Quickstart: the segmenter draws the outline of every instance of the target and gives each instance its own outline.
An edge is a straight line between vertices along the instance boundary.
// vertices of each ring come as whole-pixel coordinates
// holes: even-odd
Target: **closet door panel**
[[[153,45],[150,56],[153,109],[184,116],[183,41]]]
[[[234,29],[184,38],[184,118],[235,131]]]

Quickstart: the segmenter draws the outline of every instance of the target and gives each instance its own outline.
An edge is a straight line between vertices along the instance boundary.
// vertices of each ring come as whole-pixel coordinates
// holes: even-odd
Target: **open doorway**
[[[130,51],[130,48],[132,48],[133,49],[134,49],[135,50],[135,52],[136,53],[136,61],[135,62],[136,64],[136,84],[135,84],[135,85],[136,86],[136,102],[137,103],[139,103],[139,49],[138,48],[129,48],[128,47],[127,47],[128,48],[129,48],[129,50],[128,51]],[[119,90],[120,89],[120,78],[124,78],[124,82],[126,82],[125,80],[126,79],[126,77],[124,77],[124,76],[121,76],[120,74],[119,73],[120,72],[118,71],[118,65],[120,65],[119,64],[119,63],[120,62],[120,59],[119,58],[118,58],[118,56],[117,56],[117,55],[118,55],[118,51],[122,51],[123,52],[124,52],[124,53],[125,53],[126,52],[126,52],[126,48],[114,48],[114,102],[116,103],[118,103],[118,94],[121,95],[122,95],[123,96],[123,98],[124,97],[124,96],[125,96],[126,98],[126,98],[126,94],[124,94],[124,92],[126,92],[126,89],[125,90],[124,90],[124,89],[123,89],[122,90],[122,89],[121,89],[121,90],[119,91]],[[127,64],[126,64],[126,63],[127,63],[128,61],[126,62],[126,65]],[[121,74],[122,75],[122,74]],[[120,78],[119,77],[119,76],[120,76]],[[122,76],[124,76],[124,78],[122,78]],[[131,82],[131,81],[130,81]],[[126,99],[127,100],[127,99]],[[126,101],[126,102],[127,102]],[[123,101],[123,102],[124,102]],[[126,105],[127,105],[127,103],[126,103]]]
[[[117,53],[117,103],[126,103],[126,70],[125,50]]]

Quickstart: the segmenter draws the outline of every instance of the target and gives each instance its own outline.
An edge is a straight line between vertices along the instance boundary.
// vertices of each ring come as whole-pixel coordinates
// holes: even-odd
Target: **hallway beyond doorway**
+ + +
**What to do**
Turn every line of the rows above into a Markdown table with two columns, n for the line number and Line for the line itself. Leave out the blank lines.

**Result of the exercise**
| n | Line |
|---|---|
| 1 | Quickstart: the segmenter draws the outline of every instance of the target and gives each instance its own outline. |
| 2 | An edge is a straight line between vertices along the instance boundary. |
| 3 | // vertices of each ring come as whole-pixel coordinates |
| 4 | // holes: even-odd |
| 5 | Target: **closet door panel** |
| 6 | [[[153,45],[150,56],[153,109],[184,116],[183,41]]] |
| 7 | [[[234,29],[184,38],[184,118],[235,131]]] |
| 8 | Quickstart: the segmenter draws the outline of every instance of the target and gives each instance its own outline. |
| 9 | An edge is a straight line between vertices along the instance boundary. |
| 10 | // vertices of each ring come as whole-pixel coordinates |
| 11 | // holes: even-odd |
| 12 | Target: **open doorway** |
| 13 | [[[130,51],[130,48],[132,48],[133,49],[134,49],[135,50],[135,52],[136,53],[136,61],[135,62],[136,64],[136,84],[135,84],[135,85],[136,86],[136,102],[137,103],[139,103],[139,49],[138,48],[129,48],[128,47],[127,47],[128,48],[129,48],[129,50],[128,51]],[[119,90],[120,89],[120,78],[124,78],[124,82],[126,82],[125,80],[126,79],[126,77],[124,77],[124,76],[121,76],[120,74],[119,73],[120,72],[118,71],[118,65],[120,65],[119,64],[119,63],[120,62],[120,59],[119,58],[118,58],[118,56],[117,56],[117,55],[118,55],[118,51],[122,51],[123,52],[124,52],[124,53],[125,53],[126,52],[126,52],[126,48],[114,48],[114,102],[116,103],[118,103],[118,94],[121,95],[122,95],[123,96],[123,98],[124,97],[124,96],[125,96],[126,98],[126,98],[126,94],[124,94],[124,92],[126,92],[126,89],[125,90],[124,90],[124,89],[123,89],[122,90],[122,89],[121,89],[121,90],[119,91]],[[127,64],[126,64],[126,63],[127,63],[128,61],[126,62],[126,65]],[[121,74],[122,75],[122,74]],[[120,78],[119,77],[119,76],[120,76]],[[122,76],[124,76],[124,78],[122,78]],[[131,82],[131,81],[130,81]],[[126,99],[127,100],[127,99]],[[126,101],[126,102],[127,102]],[[123,101],[123,102],[124,102]],[[126,105],[127,105],[127,103],[126,103]]] |
| 14 | [[[117,53],[117,103],[126,103],[126,70],[125,50]]] |
| 15 | Quickstart: the segmenter draws the outline of every instance of the target and gives each instance its own outline. |
| 16 | An edge is a straight line between vertices along the instance boundary. |
| 17 | // vertices of each ring come as whole-pixel coordinates |
| 18 | // holes: even-odd |
| 19 | Target: **hallway beyond doorway** |